> _TASK MATERIAL_:

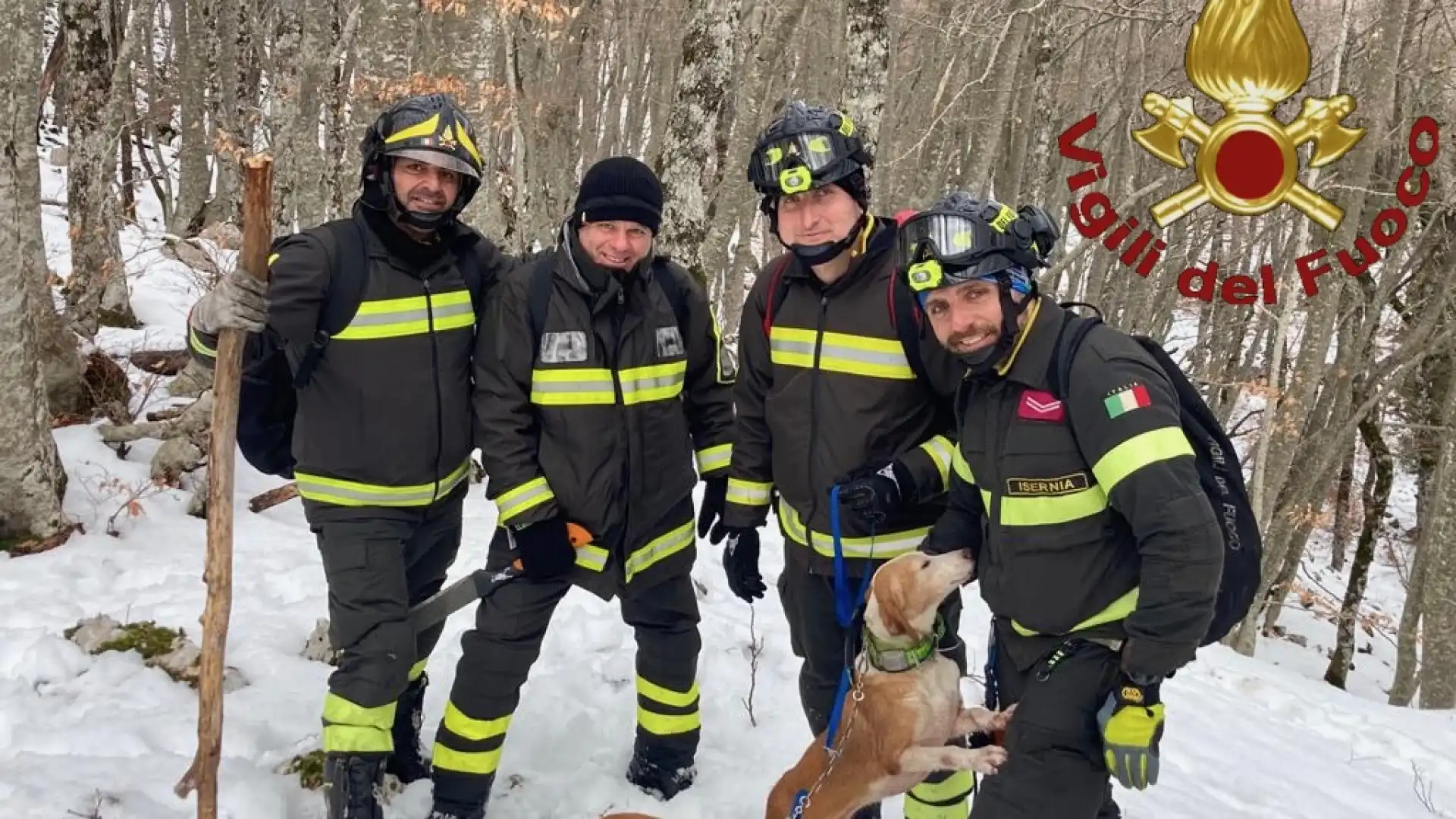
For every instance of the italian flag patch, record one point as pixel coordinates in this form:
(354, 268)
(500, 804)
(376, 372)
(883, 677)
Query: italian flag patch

> _EXERCISE DETAILS_: Reproduce each of the rows above word for word, leaving out the pictures.

> _RESULT_:
For every instance of the italian flag patch, record one point as pixel coordinates in this form:
(354, 268)
(500, 804)
(376, 372)
(883, 677)
Query: italian flag patch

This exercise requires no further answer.